INPUT ->

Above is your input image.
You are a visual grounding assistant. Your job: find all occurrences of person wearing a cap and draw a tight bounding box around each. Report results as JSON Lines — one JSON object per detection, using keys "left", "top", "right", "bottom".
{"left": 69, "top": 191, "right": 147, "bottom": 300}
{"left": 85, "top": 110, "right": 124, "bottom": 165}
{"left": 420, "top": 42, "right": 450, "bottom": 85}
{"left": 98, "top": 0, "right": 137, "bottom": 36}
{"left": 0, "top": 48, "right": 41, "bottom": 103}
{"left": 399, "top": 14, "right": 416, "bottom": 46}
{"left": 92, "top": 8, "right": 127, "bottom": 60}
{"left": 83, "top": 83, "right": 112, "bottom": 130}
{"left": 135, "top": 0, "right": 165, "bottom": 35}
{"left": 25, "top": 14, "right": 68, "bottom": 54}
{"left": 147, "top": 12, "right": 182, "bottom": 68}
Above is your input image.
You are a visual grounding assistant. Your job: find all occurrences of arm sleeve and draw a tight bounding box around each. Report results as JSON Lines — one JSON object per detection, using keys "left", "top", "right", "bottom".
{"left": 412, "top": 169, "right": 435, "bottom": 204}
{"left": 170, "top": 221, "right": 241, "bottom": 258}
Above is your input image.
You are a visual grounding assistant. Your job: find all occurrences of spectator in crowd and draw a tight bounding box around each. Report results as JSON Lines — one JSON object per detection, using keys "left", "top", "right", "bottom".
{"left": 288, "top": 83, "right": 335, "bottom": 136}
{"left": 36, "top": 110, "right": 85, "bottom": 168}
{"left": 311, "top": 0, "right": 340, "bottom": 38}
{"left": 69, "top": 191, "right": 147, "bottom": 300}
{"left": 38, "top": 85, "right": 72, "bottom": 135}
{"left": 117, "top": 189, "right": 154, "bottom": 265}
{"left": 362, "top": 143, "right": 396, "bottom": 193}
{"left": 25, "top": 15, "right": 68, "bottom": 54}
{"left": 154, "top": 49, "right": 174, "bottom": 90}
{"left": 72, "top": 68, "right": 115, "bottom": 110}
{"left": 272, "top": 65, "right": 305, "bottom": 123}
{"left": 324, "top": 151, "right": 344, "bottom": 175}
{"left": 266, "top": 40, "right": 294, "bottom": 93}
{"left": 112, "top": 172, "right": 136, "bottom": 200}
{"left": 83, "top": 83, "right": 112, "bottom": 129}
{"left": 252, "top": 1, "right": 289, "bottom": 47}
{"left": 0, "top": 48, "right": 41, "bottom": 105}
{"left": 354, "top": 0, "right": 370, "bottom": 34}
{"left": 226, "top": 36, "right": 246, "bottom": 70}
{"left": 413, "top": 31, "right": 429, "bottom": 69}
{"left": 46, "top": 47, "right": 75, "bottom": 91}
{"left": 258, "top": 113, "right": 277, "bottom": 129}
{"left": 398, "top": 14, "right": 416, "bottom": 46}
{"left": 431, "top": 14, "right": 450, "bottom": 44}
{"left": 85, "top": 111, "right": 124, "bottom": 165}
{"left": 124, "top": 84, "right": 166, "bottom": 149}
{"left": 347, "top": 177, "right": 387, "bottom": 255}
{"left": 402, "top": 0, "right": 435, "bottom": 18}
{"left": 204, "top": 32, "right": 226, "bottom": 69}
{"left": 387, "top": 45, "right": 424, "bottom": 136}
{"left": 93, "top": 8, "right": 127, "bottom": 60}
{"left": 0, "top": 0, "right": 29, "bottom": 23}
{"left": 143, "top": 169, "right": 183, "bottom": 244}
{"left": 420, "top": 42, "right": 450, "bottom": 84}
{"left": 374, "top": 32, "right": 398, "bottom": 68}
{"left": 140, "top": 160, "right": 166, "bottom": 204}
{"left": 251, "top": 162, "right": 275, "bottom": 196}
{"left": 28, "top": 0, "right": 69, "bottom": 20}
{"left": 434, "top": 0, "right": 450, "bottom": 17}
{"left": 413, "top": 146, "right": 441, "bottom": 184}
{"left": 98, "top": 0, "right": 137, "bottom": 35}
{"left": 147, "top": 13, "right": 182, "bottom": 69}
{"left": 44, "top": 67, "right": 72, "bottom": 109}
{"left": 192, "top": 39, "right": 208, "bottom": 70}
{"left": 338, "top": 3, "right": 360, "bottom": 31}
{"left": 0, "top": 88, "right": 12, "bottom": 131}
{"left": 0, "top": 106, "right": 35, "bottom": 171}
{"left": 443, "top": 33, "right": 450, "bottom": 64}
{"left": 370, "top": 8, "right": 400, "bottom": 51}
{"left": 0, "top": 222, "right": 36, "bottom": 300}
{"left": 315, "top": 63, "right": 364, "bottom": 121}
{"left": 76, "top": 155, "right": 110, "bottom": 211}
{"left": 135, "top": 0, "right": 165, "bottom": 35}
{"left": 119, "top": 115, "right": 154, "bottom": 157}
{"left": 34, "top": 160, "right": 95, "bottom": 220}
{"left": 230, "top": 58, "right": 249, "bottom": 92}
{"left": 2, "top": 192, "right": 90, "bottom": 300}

WHAT YOU ARE ASKED TO DO -> In full and without change, transcribe the entries.

OUTPUT FOR THIS TASK ->
Above is your input image.
You are a visual grounding assistant. Your job: find all occurrences of person wearing a cap and draw a tight bounding box around each. Report results as JSON Lines — one JSON object per detection, using keys "left", "top", "right", "bottom".
{"left": 69, "top": 191, "right": 147, "bottom": 300}
{"left": 85, "top": 110, "right": 124, "bottom": 165}
{"left": 420, "top": 42, "right": 450, "bottom": 85}
{"left": 98, "top": 0, "right": 137, "bottom": 36}
{"left": 0, "top": 48, "right": 41, "bottom": 103}
{"left": 399, "top": 14, "right": 416, "bottom": 46}
{"left": 92, "top": 8, "right": 127, "bottom": 60}
{"left": 83, "top": 83, "right": 112, "bottom": 130}
{"left": 135, "top": 0, "right": 165, "bottom": 35}
{"left": 25, "top": 14, "right": 68, "bottom": 54}
{"left": 147, "top": 12, "right": 182, "bottom": 68}
Above is your input image.
You are a visual grounding assistant. Your job: find all occurrences of arm sleeve and draw a tight bounding box around each. Report results as JSON Lines — one JSON object per detection, using keys "left", "top", "right", "bottom".
{"left": 412, "top": 169, "right": 435, "bottom": 204}
{"left": 170, "top": 221, "right": 241, "bottom": 258}
Above is your input image.
You are a visual grounding assistant. Your job: find all occurrences of spectator in crowd and draw a tight bounding box around each. Report results as JSON Lines — one JSON object per detection, using keys "left", "top", "right", "bottom".
{"left": 288, "top": 83, "right": 335, "bottom": 136}
{"left": 36, "top": 110, "right": 85, "bottom": 168}
{"left": 311, "top": 0, "right": 340, "bottom": 38}
{"left": 69, "top": 191, "right": 147, "bottom": 300}
{"left": 38, "top": 85, "right": 72, "bottom": 135}
{"left": 117, "top": 189, "right": 154, "bottom": 265}
{"left": 362, "top": 143, "right": 396, "bottom": 193}
{"left": 25, "top": 15, "right": 68, "bottom": 54}
{"left": 154, "top": 49, "right": 174, "bottom": 90}
{"left": 72, "top": 68, "right": 115, "bottom": 110}
{"left": 272, "top": 65, "right": 305, "bottom": 123}
{"left": 324, "top": 151, "right": 344, "bottom": 175}
{"left": 266, "top": 40, "right": 294, "bottom": 93}
{"left": 112, "top": 172, "right": 136, "bottom": 200}
{"left": 83, "top": 83, "right": 112, "bottom": 129}
{"left": 252, "top": 1, "right": 289, "bottom": 47}
{"left": 0, "top": 48, "right": 41, "bottom": 105}
{"left": 354, "top": 0, "right": 370, "bottom": 34}
{"left": 226, "top": 36, "right": 246, "bottom": 70}
{"left": 413, "top": 31, "right": 429, "bottom": 69}
{"left": 46, "top": 47, "right": 75, "bottom": 91}
{"left": 258, "top": 113, "right": 277, "bottom": 129}
{"left": 398, "top": 14, "right": 416, "bottom": 46}
{"left": 431, "top": 14, "right": 450, "bottom": 44}
{"left": 85, "top": 111, "right": 124, "bottom": 165}
{"left": 124, "top": 84, "right": 166, "bottom": 149}
{"left": 347, "top": 177, "right": 387, "bottom": 255}
{"left": 402, "top": 0, "right": 435, "bottom": 18}
{"left": 204, "top": 32, "right": 226, "bottom": 69}
{"left": 387, "top": 45, "right": 424, "bottom": 136}
{"left": 93, "top": 8, "right": 127, "bottom": 60}
{"left": 0, "top": 0, "right": 29, "bottom": 23}
{"left": 143, "top": 169, "right": 183, "bottom": 244}
{"left": 420, "top": 42, "right": 450, "bottom": 84}
{"left": 374, "top": 32, "right": 398, "bottom": 68}
{"left": 140, "top": 160, "right": 166, "bottom": 204}
{"left": 251, "top": 162, "right": 275, "bottom": 196}
{"left": 28, "top": 0, "right": 69, "bottom": 20}
{"left": 434, "top": 0, "right": 450, "bottom": 17}
{"left": 413, "top": 146, "right": 441, "bottom": 184}
{"left": 98, "top": 0, "right": 137, "bottom": 35}
{"left": 147, "top": 13, "right": 182, "bottom": 69}
{"left": 44, "top": 67, "right": 72, "bottom": 109}
{"left": 192, "top": 39, "right": 208, "bottom": 70}
{"left": 338, "top": 3, "right": 360, "bottom": 31}
{"left": 0, "top": 88, "right": 12, "bottom": 131}
{"left": 0, "top": 106, "right": 35, "bottom": 171}
{"left": 443, "top": 33, "right": 450, "bottom": 64}
{"left": 370, "top": 8, "right": 400, "bottom": 51}
{"left": 0, "top": 222, "right": 36, "bottom": 300}
{"left": 315, "top": 63, "right": 364, "bottom": 121}
{"left": 76, "top": 155, "right": 110, "bottom": 211}
{"left": 135, "top": 0, "right": 165, "bottom": 35}
{"left": 119, "top": 115, "right": 154, "bottom": 157}
{"left": 34, "top": 160, "right": 95, "bottom": 220}
{"left": 230, "top": 58, "right": 249, "bottom": 92}
{"left": 2, "top": 192, "right": 90, "bottom": 300}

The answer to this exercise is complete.